[Opening Data section]

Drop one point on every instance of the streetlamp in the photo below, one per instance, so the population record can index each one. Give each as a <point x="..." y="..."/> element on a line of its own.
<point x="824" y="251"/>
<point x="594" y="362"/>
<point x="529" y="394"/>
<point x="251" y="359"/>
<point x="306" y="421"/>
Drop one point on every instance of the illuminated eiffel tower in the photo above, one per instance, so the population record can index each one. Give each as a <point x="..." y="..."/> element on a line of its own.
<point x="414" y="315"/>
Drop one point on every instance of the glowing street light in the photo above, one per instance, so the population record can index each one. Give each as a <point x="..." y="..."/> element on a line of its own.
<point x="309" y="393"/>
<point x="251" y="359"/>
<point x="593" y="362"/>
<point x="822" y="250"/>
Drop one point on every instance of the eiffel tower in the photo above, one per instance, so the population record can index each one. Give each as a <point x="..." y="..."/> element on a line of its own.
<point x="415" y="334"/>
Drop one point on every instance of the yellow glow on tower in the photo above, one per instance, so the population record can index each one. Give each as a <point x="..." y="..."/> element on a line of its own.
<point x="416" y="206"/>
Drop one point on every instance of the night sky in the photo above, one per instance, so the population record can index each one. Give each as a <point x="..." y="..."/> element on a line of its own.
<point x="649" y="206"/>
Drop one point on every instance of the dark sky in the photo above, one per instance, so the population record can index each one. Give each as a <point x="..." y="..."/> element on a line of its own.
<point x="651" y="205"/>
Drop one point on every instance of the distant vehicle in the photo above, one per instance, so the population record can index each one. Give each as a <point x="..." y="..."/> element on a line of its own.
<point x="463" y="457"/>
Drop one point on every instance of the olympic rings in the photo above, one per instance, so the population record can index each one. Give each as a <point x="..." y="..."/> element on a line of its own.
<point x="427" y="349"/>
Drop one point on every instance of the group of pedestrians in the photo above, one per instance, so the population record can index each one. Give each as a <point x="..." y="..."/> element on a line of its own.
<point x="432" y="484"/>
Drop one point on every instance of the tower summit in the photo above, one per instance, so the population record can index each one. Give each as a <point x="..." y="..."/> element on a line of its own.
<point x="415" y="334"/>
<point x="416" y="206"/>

[Closing Data section]

- What this task involves: Copy out only the lines from the one containing "Drop one point on every instance of the tower" down to the last line of the material, keeping both ends.

- Reply:
Drop one point on every instance of the tower summit in the photo above, one per instance, so the population record can index each one. Give each as a <point x="..." y="..."/> element on a line of its own.
<point x="415" y="334"/>
<point x="416" y="206"/>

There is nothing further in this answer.